Taking the line with "Object detection labeling — target class: yellow" as the first and the last line of the entries as the final one, copy that span exactly.

----

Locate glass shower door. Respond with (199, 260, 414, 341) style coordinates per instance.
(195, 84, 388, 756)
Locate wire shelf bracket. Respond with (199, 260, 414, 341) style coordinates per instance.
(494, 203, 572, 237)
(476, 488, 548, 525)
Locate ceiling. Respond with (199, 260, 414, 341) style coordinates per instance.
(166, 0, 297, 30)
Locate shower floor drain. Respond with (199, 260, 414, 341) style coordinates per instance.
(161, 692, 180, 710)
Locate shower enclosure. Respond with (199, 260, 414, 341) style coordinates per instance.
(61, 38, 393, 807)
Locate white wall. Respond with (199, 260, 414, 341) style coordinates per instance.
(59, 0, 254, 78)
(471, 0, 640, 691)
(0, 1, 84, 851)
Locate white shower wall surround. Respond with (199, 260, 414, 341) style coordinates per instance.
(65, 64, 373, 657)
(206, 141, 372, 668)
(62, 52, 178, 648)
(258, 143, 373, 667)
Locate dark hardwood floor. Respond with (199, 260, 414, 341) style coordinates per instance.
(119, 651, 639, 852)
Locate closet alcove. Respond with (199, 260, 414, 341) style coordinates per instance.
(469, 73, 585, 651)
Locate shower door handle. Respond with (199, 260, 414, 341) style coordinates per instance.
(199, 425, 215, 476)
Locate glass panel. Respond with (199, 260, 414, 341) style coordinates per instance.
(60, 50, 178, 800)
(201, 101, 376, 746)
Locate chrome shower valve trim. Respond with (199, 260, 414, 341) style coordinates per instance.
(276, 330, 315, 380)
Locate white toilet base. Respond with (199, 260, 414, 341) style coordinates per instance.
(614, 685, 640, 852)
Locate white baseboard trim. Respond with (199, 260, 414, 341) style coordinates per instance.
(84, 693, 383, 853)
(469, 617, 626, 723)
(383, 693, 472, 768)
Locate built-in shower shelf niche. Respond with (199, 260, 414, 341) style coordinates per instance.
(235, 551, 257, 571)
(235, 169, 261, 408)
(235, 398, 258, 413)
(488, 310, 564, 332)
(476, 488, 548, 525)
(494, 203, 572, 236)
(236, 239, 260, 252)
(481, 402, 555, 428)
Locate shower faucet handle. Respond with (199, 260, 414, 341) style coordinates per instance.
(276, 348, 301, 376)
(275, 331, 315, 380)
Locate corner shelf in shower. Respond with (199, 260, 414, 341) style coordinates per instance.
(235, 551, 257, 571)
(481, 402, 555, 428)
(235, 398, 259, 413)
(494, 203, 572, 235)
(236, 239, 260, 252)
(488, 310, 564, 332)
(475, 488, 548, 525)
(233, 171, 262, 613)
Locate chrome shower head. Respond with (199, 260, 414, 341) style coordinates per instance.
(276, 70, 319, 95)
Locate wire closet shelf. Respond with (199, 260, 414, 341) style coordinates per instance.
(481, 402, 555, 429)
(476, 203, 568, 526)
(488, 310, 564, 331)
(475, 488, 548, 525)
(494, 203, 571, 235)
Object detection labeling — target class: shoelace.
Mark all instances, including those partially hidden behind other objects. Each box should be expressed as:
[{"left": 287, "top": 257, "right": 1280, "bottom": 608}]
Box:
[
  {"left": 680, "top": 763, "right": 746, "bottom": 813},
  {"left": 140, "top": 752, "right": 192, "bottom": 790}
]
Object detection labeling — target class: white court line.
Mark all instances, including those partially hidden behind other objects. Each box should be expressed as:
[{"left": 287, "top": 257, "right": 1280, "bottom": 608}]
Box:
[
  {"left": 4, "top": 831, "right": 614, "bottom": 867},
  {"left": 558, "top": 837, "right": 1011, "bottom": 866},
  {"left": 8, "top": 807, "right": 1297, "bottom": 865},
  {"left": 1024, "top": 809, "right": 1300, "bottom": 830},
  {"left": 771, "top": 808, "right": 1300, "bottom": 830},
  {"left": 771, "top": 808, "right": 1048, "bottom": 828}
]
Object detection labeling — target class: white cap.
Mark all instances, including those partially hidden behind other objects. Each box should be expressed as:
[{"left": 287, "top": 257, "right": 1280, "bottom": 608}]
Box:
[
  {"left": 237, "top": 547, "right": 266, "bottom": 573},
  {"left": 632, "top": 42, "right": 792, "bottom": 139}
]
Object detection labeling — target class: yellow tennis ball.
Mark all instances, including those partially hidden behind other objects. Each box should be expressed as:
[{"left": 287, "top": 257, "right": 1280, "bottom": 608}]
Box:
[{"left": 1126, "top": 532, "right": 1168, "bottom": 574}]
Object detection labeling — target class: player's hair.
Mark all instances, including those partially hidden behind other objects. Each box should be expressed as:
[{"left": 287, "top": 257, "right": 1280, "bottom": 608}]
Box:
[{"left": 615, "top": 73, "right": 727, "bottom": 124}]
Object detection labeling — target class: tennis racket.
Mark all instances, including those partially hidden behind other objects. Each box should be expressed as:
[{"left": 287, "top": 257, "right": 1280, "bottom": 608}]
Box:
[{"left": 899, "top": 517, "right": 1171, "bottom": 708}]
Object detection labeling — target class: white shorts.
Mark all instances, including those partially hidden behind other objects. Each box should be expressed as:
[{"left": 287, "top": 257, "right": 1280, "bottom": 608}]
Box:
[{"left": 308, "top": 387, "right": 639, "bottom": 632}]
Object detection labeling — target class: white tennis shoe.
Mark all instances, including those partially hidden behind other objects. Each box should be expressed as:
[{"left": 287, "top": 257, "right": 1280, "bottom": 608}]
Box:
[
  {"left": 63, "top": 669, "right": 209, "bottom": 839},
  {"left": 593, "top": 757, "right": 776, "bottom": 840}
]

----

__Response to the task__.
Object detection labeling — target class: yellow tennis ball.
Mark all instances, including those partially hidden behind other objects. Each box should be expressed as:
[{"left": 287, "top": 257, "right": 1280, "bottom": 608}]
Box:
[{"left": 1126, "top": 532, "right": 1168, "bottom": 574}]
Object detection labeling — target class: player's hair.
Mark all instances, including those partially hidden behind other objects. Each box should be expressed as:
[{"left": 287, "top": 257, "right": 1280, "bottom": 608}]
Box:
[{"left": 615, "top": 73, "right": 727, "bottom": 124}]
Object detection labeling — target class: tennis racket.
Mark all instances, including those partially hidden behind other objects. Each box should be expressed as:
[{"left": 287, "top": 257, "right": 1280, "bottom": 608}]
Box:
[{"left": 899, "top": 517, "right": 1171, "bottom": 708}]
Object detection labeling — target class: white shorts.
Mark all instances, including those partially hidden behind other objects. Each box should be expressed as:
[{"left": 287, "top": 257, "right": 1280, "bottom": 608}]
Box:
[{"left": 308, "top": 387, "right": 639, "bottom": 632}]
Object detection labeling — target class: white tennis shoe.
Mark all instances, including those partially hidden behind other objects. Each box should be expressed as:
[{"left": 287, "top": 257, "right": 1280, "bottom": 608}]
Box:
[
  {"left": 63, "top": 669, "right": 209, "bottom": 839},
  {"left": 593, "top": 757, "right": 776, "bottom": 840}
]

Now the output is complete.